Number of handshakes such that a person shakes hands only once

There are N number of persons in a party, find the total number of handshake such that a person can handshake only once.

Examples:

Input : 5
Output : 10

Input : 9
Output : 36

Recommended: Please try your approach on {IDE} first, before moving on to the solution.

We can see a recursive nature in the problem.

// n-th person has (n-1) choices and after
// n-th person chooses a person, problem
// recurs for n-1.
handshake(n) = (n-1) + handshake(n-1)

// Base case
handshake(0) = 0

Below is implementation of above recursive formula.

C++

// Recursive CPP program to count total  
// number of  handshakes when a person 
// can shake hand with only one. 
#include <stdio.h> 
  
// function to find all possible handshakes 
int handshake(int n)  
{ 
    // when n becomes 0 that means all the  
    // persons have done handshake with other 
    if (n == 0)  
        return 0; 
    else
        return (n - 1) + handshake(n - 1);  
} 
  
int main() 
{ 
    int n = 9; 
    printf("%d", handshake(n)); 
    return 0; 
} 

Java

// Recursive Java program to  
// count total number of  
// handshakes when a person 
// can shake hand with only one. 
import java.io.*; 
  
class GFG  
{ 
  
// function to find all 
// possible handshakes 
static int handshake(int n)  
{ 
    // when n becomes 0 that  
    // means all the persons  
    // have done handshake 
    // with other 
    if (n == 0)  
        return 0; 
    else
        return (n - 1) + handshake(n - 1);  
} 
  
// Driver Code 
public static void main (String[] args)  
{ 
    int n = 9; 
    System.out.print(handshake(n)); 
} 
} 
  
// This code is contributed  
// by chandan_jnu 

Python3

# Recursive Python program  
# to count total number of 
# handshakes when a person 
# can shake hand with only one. 
  
# function to find all  
# possible handshakes 
def handshake(n):  
  
    # when n becomes 0 that means  
    # all the persons have done 
    # handshake with other 
    if (n == 0): 
        return 0
    else: 
        return (n - 1) + handshake(n - 1)  
  
# Driver Code 
n = 9
print(handshake(n)) 
  
# This code is contributed  
# by Shivi_Aggarwal 

C#

// Recursive C# program to  
// count total number of  
// handshakes when a person 
// can shake hand with only one.

DATA RECORDS:
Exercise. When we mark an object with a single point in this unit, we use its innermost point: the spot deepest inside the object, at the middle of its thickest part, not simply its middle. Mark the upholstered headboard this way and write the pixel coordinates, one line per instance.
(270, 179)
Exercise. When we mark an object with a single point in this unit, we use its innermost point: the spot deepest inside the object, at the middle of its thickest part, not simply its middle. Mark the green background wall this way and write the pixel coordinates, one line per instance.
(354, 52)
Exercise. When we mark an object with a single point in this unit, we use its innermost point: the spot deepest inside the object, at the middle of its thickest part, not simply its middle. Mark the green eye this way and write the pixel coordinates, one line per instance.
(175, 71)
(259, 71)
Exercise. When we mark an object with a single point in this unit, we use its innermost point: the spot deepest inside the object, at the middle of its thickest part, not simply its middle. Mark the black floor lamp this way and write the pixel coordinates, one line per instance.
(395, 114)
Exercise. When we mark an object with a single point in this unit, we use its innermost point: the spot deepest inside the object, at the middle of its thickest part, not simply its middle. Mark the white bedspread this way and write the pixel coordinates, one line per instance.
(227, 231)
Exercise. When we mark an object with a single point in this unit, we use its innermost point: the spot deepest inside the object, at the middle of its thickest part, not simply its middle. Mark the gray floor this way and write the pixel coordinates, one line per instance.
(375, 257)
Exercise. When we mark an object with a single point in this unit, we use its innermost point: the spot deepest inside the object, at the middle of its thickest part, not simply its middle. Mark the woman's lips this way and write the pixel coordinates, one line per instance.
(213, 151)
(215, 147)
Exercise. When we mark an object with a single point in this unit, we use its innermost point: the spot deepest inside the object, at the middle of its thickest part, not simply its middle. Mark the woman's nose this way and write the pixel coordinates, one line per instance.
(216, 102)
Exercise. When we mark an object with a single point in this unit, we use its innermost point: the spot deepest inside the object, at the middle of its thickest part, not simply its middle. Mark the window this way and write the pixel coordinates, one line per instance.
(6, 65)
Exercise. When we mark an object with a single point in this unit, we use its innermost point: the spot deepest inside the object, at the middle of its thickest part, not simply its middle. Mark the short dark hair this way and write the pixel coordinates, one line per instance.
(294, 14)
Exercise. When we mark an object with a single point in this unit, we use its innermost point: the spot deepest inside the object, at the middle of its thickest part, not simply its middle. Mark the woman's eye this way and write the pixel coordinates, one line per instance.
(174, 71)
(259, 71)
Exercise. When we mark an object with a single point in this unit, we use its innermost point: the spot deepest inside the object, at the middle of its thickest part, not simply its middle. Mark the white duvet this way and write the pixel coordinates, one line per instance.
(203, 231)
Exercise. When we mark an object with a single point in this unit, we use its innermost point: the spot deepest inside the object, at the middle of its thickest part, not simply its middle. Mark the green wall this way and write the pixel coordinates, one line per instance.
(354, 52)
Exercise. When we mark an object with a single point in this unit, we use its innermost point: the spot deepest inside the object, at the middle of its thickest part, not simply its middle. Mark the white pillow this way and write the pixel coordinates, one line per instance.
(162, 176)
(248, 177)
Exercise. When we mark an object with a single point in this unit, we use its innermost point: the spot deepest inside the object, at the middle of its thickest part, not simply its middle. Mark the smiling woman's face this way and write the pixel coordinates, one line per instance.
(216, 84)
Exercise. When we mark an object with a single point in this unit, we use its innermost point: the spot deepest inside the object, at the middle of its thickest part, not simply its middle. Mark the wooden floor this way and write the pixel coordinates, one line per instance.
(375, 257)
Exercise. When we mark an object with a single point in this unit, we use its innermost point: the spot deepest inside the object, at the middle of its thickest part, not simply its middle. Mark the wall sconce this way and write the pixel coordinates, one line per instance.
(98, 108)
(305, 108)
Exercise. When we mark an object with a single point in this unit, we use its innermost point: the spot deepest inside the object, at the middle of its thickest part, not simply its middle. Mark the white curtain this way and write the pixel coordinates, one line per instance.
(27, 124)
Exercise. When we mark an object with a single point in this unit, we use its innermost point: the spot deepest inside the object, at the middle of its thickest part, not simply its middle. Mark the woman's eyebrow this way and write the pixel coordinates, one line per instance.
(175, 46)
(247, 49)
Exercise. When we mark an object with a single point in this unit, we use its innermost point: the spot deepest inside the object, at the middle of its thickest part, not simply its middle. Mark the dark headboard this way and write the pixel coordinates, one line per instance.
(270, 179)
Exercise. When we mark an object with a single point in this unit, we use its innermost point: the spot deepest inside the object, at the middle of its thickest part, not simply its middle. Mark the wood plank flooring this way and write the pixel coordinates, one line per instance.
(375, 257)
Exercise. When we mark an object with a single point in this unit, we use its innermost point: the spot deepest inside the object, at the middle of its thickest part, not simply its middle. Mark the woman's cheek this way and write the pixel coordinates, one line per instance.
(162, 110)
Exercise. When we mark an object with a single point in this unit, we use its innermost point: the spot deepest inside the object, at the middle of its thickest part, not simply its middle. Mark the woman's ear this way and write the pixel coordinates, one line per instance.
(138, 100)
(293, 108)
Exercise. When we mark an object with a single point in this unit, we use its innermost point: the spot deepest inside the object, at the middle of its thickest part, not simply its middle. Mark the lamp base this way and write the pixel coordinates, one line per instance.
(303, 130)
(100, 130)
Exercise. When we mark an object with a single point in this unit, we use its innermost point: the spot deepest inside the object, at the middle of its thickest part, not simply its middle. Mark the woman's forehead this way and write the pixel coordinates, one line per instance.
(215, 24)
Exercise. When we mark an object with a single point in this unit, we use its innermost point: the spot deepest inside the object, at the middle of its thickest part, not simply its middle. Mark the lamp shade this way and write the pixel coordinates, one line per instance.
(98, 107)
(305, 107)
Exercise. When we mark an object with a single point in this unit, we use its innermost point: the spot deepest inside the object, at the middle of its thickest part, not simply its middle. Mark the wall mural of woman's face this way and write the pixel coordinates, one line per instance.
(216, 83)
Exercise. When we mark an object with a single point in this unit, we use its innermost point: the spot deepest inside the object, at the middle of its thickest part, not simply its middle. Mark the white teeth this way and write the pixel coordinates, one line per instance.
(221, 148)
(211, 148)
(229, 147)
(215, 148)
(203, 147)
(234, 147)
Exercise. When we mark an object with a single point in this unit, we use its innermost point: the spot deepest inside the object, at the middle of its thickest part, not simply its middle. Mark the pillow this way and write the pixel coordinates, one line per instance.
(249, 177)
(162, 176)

DIRECTIVE:
Copy the handshake problem text starting at "Recommended: Please try" and ending at "recurs for n-1.", substituting "options" for "choices".

TASK RESPONSE:
Recommended: Please try your approach on {IDE} first, before moving on to the solution.

We can see a recursive nature in the problem.

// n-th person has (n-1) options and after
// n-th person chooses a person, problem
// recurs for n-1.